→ **RECORDS FOR THIS TASK**:
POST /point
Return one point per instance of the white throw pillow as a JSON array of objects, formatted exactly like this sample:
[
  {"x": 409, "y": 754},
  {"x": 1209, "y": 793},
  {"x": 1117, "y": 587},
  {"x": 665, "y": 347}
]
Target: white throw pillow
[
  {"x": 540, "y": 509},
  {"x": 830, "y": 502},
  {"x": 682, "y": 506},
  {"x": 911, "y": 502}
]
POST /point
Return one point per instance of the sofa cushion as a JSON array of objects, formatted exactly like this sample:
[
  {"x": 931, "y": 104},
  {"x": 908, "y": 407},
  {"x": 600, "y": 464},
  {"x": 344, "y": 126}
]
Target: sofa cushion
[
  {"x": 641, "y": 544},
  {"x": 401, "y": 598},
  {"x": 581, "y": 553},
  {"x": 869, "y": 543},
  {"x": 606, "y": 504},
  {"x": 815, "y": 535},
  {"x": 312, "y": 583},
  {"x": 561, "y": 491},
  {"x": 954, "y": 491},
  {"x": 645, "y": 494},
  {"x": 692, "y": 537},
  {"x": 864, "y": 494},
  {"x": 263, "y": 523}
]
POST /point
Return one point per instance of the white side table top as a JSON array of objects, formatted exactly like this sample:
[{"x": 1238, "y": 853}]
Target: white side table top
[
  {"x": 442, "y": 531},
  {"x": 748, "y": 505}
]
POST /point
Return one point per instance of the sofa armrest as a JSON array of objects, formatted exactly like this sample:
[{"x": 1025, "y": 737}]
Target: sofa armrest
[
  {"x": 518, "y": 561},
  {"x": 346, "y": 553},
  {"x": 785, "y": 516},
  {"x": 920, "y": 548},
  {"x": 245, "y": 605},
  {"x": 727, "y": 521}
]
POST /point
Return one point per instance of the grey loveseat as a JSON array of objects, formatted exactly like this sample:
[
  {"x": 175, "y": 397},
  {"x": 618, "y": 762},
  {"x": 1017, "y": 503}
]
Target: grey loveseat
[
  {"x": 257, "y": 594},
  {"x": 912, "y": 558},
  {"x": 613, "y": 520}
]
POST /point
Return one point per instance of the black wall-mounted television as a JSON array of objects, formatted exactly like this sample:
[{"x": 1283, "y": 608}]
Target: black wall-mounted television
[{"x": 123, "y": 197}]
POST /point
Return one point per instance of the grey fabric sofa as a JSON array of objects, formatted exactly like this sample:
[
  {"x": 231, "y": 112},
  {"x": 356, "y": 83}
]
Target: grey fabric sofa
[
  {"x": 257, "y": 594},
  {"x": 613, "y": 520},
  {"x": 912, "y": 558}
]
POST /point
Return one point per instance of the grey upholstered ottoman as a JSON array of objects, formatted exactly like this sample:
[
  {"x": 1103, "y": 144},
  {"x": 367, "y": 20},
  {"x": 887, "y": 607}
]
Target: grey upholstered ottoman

→ **GIVEN EXERCISE**: Please count the lines above that contain the string "side", treating uppercase and lowercase as different, and give only the number.

→ **ANSWER TO THIS TASK**: 2